- Origin: London
- Genres: World music

= 3 Mustaphas 3 =

3 Mustaphas 3 is a British world music band formed in 1982. Its core members are Ben Mandelson (under the name Hijaz Mustapha), Tim Fienburgh (1954–2008) (under the name Niaveti III), Colin Bass (under the name Sabah Habas Mustapha), and Nigel Watson (under the name Houzam Mustapha), around which orbit many other Mustaphas – all supposed to be the nephews of Uncle Patrel Mustapha (Lu Edmonds). They claim to originate from the Balkans, but play music from various parts of the world. Their slogan, "Forward in all directions!", is an expression of this musical diversity. Active at the end of the 1980s and the beginning of the 1990s, they have now stopped producing and performing together, but haven't officially disbanded.

==Biography==
Liner notes from their albums would have it that the band was created in a Balkan town called Szegerely (possibly derived from the Hungarian region of Székely), where it played at the Crazy Loquat Club, before the members were transported inside refrigerators to England.

_Records of point annotations_
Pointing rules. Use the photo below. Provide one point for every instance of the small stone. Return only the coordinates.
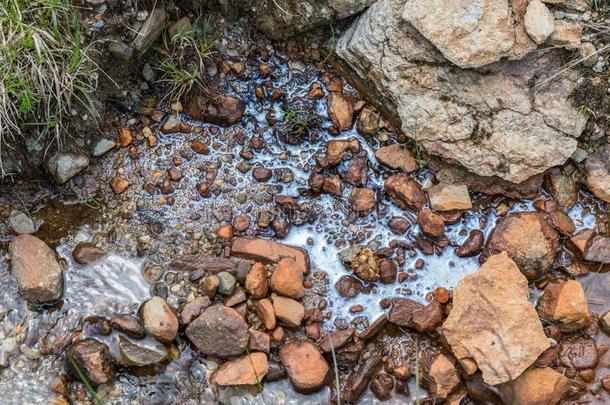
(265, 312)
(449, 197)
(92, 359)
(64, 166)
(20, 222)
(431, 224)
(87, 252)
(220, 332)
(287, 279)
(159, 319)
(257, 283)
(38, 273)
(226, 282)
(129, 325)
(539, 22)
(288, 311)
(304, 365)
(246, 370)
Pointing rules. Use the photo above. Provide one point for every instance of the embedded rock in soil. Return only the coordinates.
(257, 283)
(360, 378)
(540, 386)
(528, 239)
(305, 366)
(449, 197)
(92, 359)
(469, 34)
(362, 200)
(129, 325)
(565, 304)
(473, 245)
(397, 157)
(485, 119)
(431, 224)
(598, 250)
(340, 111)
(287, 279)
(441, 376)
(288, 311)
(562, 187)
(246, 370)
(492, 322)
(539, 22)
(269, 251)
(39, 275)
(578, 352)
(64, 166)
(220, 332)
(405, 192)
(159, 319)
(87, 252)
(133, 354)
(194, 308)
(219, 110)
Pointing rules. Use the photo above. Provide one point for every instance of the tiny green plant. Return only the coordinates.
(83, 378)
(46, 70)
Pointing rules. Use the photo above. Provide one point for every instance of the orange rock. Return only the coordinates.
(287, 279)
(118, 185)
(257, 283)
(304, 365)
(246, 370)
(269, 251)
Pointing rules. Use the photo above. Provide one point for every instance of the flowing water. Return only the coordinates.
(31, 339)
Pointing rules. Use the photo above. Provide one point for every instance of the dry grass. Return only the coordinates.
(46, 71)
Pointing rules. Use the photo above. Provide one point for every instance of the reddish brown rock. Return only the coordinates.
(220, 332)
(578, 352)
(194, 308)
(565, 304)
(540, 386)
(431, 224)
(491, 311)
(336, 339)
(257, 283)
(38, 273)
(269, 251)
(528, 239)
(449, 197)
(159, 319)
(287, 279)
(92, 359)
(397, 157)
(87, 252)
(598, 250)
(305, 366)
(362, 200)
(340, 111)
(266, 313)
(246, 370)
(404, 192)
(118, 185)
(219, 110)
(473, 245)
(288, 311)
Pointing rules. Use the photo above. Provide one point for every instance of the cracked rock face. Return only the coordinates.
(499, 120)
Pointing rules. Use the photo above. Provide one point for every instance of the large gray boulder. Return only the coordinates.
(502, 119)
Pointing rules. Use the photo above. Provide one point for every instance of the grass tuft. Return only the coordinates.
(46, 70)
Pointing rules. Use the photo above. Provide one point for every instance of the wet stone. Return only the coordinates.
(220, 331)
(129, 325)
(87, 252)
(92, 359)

_EXERCISE DIRECTIONS_
Reproduce the stretch of the 3 Mustaphas 3 text from "3 Mustaphas 3 is" through "haven't officially disbanded." word for word. You can leave the lines aside; they aren't needed here.

_PROBLEM SOLUTION_
3 Mustaphas 3 is a British world music band formed in 1982. Its core members are Ben Mandelson (under the name Hijaz Mustapha), Tim Fienburgh (1954–2008) (under the name Niaveti III), Colin Bass (under the name Sabah Habas Mustapha), and Nigel Watson (under the name Houzam Mustapha), around which orbit many other Mustaphas – all supposed to be the nephews of Uncle Patrel Mustapha (Lu Edmonds). They claim to originate from the Balkans, but play music from various parts of the world. Their slogan, "Forward in all directions!", is an expression of this musical diversity. Active at the end of the 1980s and the beginning of the 1990s, they have now stopped producing and performing together, but haven't officially disbanded.